- [TEXT UNDER STUDY]:
###
Yeah. I can hear you.
Okay. Perfect. So and the second question would be in regard to vacancy reduction. I need to get back to the 30 basis points of lower vacancy reduction because I just wonder, is it really a catch up effect? Or that you see then in Q4, maybe even switching into next year?
And then these 30 basis points, where did they come from? Did they come from a lack of releasing modernization projects? Or is it rather of empty apartments you were about to newly rent, haven't spent any CapEx on it? Can you just give me a little bit of more of an insight into those 30 basis points? And then also into your where you see the most vacancy reduction going forward, maybe especially the focus on full year 2021?
Well, quarter on quarter, the largest progress of the Wickes reduction was in the CAMMEZ area. We expect that especially in the Berlin area, you will see a strong reduction in the fourth quarter. That is coming mainly from the modernization programs that I already mentioned. And perhaps to make it clear, that's not, let's modernization program that takes some months and then we're letting it out. We really divide that into different stages and to really do that step by step.
###
- [DATA FOR REVIEW]:
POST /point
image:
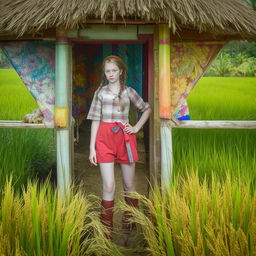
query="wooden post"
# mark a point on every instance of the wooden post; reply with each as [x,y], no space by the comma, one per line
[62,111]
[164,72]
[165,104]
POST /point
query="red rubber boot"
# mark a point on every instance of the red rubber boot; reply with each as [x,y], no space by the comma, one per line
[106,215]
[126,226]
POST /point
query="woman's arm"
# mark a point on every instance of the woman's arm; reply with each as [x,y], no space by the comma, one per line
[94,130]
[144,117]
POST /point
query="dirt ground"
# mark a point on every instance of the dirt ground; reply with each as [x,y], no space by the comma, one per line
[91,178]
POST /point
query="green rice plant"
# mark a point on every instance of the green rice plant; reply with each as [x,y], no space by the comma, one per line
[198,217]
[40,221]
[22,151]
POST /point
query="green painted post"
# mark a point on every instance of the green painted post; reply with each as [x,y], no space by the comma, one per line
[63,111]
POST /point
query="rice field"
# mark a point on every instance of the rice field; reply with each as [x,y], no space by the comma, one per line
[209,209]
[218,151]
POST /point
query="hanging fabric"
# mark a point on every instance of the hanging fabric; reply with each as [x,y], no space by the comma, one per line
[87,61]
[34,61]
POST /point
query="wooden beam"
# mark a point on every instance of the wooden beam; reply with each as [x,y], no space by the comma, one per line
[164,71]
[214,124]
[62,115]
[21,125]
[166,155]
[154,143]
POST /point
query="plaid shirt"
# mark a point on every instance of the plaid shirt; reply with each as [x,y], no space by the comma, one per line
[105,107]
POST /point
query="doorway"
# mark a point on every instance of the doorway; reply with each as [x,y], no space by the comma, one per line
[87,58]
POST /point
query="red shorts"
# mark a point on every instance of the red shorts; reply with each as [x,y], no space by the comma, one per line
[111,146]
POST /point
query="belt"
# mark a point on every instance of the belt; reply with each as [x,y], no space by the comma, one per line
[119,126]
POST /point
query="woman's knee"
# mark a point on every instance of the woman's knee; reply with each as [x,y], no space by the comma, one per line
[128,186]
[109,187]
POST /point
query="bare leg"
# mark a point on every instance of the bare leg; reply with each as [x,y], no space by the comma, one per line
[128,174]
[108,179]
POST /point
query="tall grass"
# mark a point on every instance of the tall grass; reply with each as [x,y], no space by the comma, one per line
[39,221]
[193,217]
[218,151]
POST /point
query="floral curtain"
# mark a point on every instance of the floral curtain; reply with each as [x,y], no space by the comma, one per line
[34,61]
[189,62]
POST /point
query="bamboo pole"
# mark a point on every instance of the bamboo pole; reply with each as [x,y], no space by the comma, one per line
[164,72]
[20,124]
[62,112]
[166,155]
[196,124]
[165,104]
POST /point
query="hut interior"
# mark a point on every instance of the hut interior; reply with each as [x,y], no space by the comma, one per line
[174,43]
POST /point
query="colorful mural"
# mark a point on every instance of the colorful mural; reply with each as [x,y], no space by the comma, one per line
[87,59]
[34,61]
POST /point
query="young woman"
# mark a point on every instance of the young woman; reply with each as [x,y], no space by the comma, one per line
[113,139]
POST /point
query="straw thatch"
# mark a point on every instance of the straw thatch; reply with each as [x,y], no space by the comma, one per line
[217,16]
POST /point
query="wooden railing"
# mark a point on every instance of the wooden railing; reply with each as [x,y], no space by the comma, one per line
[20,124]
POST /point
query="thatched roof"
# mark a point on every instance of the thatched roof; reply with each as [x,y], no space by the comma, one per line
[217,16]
###
- [TASK 1]:
Decide whether each statement agrees with the transcript. For each, answer yes or no and quote the words of the transcript that decide it.
(a) The questioner wants to return to the 30 basis points of lower vacancy reduction.
(b) The respondent expects a strong reduction in the Berlin area in the fourth quarter.
(c) The respondent says the expected reduction comes mainly from newly built apartments.
- [TASK 2]:
Copy the stretch of the transcript from "Yeah. I can" through "into next year?".
- [TASK 3]:
In the transcript, which period does the questioner single out as the focus for future vacancy reduction?

- [YOUR SOLUTION 1]:
(a) Yes: "I need to get back to the 30 basis points of lower vacancy reduction"
(b) Yes: "We expect that especially in the Berlin area, you will see a strong reduction in the fourth quarter."
(c) No: "That is coming mainly from the modernization programs that I already mentioned."

- [YOUR SOLUTION 2]:
Yeah. I can hear you.
Okay. Perfect. So and the second question would be in regard to vacancy reduction. I need to get back to the 30 basis points of lower vacancy reduction because I just wonder, is it really a catch up effect? Or that you see then in Q4, maybe even switching into next year?

- [YOUR SOLUTION 3]:
Full year 2021.